> _Work to complete_: How many lines in the records below contain the string "handle"? Case counts, so give only that number.

[Stored items]
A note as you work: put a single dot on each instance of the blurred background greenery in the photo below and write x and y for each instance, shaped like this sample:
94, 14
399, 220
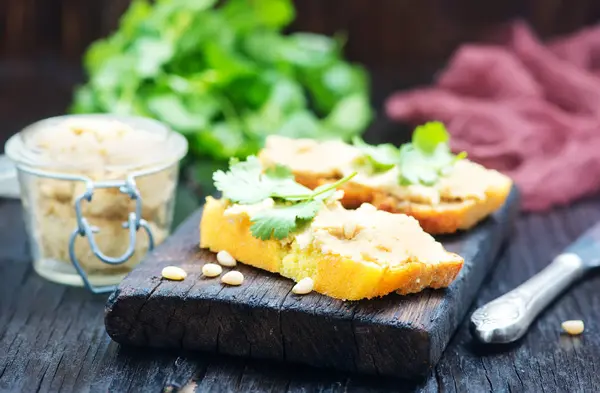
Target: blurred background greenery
226, 78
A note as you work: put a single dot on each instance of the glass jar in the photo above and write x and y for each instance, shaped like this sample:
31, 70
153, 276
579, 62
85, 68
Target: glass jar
97, 191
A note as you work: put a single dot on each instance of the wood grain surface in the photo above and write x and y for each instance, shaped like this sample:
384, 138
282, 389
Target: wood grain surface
52, 338
400, 336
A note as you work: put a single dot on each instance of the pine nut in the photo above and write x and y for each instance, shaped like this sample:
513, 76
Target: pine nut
303, 286
573, 327
225, 258
233, 278
350, 230
212, 270
174, 273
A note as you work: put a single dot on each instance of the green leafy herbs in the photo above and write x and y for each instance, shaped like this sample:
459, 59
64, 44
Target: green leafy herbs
428, 156
380, 158
224, 75
245, 183
423, 161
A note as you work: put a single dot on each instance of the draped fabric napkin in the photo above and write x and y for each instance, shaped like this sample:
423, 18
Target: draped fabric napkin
528, 109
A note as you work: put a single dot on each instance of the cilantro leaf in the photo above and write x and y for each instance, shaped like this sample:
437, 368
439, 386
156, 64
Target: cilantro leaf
428, 157
243, 183
246, 183
279, 221
226, 74
380, 158
429, 136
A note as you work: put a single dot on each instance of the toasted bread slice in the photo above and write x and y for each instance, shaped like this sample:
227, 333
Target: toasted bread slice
349, 254
457, 201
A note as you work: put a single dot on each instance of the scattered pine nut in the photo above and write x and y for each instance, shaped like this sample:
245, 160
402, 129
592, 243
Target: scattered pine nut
225, 259
232, 278
573, 327
212, 270
303, 286
174, 273
349, 230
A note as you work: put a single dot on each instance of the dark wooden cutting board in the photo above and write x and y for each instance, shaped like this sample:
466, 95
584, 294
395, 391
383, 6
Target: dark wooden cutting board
401, 336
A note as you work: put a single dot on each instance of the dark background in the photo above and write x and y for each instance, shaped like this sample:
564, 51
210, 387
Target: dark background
52, 337
402, 42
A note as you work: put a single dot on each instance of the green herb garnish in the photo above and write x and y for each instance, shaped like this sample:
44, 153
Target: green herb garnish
423, 161
379, 158
295, 205
428, 156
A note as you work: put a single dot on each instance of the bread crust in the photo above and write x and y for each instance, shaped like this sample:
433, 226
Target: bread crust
333, 275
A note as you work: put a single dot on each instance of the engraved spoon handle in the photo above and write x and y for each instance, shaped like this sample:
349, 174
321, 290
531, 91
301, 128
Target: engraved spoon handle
507, 318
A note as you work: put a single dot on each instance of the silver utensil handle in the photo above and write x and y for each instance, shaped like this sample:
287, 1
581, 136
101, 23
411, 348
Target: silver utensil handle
507, 318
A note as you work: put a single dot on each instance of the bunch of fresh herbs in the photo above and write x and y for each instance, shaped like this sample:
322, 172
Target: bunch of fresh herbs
224, 75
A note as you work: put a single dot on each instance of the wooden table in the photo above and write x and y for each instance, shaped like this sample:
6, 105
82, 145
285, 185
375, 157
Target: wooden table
52, 338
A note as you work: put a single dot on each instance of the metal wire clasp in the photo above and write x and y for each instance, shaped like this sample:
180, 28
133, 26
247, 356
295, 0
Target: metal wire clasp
84, 229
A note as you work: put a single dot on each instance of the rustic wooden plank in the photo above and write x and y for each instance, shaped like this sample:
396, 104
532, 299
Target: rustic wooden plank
395, 335
544, 361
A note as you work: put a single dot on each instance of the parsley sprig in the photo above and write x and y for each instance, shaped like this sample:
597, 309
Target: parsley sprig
295, 205
422, 161
380, 158
428, 156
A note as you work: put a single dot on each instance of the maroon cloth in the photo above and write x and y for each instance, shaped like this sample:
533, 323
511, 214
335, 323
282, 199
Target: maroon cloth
527, 109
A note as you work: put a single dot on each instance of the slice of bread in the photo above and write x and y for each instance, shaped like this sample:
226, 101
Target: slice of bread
457, 201
349, 254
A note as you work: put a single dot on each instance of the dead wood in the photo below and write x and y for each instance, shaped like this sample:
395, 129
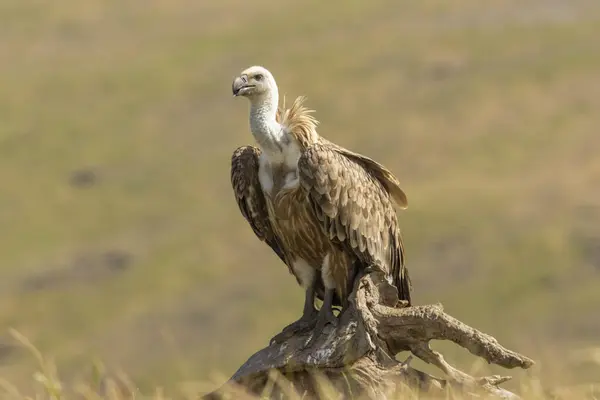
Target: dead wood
357, 358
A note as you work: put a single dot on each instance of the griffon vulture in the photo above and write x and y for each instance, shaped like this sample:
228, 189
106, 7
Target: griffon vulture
327, 212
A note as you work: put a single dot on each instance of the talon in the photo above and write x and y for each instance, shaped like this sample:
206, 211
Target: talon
324, 317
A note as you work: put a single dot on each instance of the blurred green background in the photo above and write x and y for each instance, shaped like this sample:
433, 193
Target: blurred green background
120, 238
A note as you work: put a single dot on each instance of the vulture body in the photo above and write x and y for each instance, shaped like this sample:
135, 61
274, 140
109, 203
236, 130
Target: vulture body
327, 212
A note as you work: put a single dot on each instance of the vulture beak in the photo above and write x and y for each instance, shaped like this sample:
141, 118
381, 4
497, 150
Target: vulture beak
239, 85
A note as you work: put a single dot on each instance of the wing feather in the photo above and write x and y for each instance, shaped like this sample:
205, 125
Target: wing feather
250, 198
356, 209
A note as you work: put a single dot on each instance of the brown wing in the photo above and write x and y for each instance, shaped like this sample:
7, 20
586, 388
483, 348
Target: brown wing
356, 210
250, 198
383, 175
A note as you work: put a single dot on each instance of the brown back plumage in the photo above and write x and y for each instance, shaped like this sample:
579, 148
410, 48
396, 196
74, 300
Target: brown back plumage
351, 196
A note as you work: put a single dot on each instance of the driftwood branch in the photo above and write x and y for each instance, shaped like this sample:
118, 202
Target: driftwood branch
357, 358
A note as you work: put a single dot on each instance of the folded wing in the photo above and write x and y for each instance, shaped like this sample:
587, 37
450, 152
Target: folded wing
250, 198
356, 210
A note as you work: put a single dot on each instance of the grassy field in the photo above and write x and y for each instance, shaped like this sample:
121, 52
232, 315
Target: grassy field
120, 236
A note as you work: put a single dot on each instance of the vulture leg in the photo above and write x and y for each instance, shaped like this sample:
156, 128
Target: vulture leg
306, 321
324, 317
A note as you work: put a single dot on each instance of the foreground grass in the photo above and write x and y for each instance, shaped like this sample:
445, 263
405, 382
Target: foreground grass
120, 238
100, 384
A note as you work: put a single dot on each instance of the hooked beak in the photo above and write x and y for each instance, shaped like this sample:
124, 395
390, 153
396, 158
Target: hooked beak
240, 85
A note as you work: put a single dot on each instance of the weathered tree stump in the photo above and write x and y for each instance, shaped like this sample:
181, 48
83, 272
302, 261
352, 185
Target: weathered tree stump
356, 359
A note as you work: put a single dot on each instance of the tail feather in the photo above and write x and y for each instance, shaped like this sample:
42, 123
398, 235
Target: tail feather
404, 286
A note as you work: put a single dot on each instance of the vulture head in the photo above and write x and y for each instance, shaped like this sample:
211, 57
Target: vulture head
253, 83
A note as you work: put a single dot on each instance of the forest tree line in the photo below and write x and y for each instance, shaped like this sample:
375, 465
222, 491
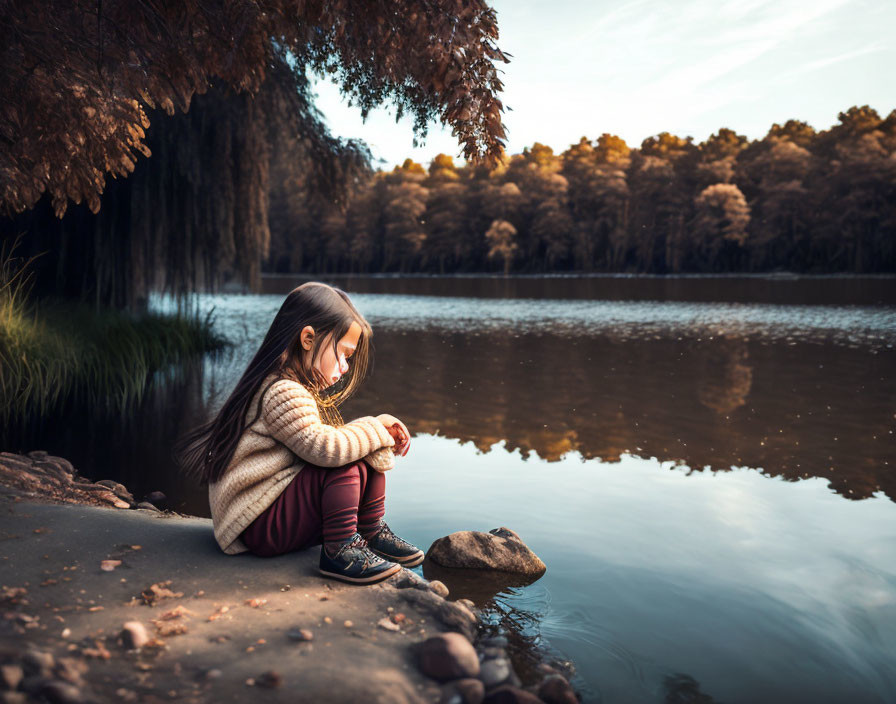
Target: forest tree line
798, 199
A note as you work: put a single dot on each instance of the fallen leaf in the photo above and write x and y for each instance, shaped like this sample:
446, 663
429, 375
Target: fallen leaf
177, 612
158, 591
166, 629
219, 612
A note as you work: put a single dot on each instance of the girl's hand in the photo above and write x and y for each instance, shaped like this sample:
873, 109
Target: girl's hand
399, 432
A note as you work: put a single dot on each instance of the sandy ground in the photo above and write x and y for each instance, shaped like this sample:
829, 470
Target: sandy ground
235, 613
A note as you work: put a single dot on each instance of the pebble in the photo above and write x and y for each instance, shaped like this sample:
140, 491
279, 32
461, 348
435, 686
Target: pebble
38, 662
448, 656
133, 635
494, 672
439, 588
468, 603
554, 689
300, 634
387, 623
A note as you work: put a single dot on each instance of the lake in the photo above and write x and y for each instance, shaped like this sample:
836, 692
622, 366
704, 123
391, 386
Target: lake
705, 464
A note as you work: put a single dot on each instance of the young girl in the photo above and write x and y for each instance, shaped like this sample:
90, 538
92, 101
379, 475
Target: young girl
284, 472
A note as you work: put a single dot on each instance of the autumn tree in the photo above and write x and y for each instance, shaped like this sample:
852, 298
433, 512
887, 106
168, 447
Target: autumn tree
500, 238
77, 104
719, 229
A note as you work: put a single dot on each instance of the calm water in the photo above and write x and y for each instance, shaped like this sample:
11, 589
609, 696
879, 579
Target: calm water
704, 464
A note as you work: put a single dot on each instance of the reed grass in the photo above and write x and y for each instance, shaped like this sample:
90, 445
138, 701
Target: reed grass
54, 352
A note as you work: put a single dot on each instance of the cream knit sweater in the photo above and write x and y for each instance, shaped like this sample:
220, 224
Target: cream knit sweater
271, 451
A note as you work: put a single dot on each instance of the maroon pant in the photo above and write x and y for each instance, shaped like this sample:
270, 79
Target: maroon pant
319, 504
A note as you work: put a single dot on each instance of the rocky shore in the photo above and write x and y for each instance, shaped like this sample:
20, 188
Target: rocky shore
112, 600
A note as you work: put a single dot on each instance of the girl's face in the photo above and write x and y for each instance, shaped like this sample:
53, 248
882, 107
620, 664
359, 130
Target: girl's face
329, 365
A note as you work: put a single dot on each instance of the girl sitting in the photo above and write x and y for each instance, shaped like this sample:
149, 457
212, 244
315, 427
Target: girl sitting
284, 472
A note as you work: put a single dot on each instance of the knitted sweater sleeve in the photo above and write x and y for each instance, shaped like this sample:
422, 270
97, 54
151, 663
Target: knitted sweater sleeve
291, 415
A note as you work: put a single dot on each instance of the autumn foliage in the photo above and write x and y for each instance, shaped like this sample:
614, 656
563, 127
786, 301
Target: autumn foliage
797, 199
79, 77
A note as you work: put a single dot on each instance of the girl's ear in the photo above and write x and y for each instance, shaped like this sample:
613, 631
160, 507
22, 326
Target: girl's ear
306, 337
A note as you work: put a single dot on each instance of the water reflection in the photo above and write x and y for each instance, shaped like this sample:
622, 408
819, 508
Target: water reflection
794, 411
666, 581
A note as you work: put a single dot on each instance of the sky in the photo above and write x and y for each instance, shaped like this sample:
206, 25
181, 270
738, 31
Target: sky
638, 68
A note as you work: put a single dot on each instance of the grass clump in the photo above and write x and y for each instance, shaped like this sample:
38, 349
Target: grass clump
55, 351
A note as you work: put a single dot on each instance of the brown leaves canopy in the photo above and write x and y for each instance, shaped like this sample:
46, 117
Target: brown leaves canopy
79, 76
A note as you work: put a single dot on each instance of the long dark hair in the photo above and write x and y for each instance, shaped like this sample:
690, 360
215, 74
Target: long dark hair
205, 451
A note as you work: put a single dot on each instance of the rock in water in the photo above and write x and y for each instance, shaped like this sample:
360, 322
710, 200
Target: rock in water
499, 549
448, 656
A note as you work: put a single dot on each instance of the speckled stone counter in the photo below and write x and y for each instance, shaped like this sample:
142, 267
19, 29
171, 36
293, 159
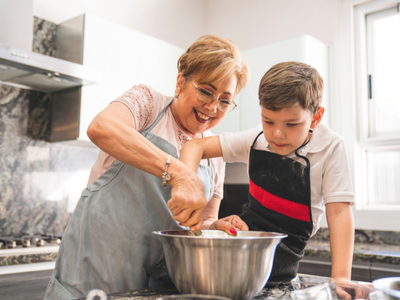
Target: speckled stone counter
369, 246
157, 292
27, 255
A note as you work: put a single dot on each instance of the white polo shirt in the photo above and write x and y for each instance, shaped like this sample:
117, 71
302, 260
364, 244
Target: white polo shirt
329, 175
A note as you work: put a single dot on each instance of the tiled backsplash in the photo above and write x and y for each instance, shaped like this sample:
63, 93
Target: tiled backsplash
40, 182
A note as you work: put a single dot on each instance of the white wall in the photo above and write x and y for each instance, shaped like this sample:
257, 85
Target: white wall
16, 23
253, 23
138, 58
178, 22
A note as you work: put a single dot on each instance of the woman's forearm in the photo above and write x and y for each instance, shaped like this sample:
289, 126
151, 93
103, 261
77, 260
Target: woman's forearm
126, 144
196, 150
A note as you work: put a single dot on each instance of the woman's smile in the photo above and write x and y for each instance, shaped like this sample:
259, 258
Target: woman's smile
202, 118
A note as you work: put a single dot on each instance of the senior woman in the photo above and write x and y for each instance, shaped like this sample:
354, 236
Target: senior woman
137, 183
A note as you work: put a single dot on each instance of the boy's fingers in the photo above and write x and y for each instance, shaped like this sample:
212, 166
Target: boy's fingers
239, 223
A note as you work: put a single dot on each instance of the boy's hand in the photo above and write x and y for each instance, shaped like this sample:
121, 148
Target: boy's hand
187, 201
348, 290
230, 225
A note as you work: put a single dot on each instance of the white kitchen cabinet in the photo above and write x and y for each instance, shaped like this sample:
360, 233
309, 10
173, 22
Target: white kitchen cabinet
304, 49
125, 57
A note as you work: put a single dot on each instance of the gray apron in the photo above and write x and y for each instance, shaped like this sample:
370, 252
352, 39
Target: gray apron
108, 243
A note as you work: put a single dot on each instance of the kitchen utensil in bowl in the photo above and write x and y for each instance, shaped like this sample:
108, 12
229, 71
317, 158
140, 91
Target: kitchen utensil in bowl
390, 286
192, 297
237, 267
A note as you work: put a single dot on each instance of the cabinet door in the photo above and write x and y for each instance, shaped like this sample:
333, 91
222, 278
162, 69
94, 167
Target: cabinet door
303, 49
126, 58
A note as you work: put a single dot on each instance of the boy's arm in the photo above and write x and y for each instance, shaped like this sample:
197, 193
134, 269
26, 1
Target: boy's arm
341, 230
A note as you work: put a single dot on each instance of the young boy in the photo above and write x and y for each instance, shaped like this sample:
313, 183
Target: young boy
296, 166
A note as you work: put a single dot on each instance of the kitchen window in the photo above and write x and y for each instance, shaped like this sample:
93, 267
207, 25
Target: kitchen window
377, 51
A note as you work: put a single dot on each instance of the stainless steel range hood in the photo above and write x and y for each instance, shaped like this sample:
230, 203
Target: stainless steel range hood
44, 73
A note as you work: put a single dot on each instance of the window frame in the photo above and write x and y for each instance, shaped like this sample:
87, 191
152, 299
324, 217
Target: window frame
364, 142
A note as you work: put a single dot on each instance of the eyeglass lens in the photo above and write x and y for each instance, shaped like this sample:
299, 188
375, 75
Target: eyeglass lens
207, 97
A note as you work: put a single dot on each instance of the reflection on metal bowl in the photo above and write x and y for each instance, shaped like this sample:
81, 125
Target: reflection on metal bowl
390, 286
237, 267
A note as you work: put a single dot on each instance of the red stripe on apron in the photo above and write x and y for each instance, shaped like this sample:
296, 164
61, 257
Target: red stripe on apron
283, 206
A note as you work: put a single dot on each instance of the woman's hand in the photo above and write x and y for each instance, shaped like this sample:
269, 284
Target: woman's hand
187, 201
230, 225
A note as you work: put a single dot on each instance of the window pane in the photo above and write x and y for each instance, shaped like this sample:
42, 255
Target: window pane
386, 73
383, 177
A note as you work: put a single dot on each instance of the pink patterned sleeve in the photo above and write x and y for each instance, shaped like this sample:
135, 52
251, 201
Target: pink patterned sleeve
219, 173
140, 102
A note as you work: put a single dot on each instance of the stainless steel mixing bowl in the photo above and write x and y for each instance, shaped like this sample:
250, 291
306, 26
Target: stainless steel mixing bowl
237, 267
390, 286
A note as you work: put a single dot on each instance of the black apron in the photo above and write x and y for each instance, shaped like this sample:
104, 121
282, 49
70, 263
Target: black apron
280, 201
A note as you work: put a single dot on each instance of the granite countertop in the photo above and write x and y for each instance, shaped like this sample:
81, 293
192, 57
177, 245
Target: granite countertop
369, 246
157, 292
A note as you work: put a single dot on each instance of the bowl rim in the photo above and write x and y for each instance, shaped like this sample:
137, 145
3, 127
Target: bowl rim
227, 237
377, 284
204, 296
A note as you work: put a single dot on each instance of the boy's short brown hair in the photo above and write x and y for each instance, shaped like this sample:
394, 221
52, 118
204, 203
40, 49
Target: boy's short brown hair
291, 83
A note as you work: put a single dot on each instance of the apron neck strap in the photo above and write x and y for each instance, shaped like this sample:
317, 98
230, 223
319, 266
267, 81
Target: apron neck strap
160, 115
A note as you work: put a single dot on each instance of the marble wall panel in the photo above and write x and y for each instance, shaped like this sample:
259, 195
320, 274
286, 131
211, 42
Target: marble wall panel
40, 182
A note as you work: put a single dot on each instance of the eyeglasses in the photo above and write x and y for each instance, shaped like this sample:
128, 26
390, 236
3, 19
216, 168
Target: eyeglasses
206, 96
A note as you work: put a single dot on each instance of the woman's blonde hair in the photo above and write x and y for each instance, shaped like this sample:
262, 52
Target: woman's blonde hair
213, 59
291, 83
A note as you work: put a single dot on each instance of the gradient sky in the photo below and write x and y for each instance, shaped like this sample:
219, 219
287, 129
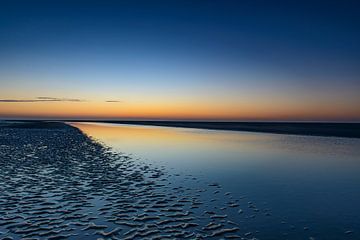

> _Expected output_: 4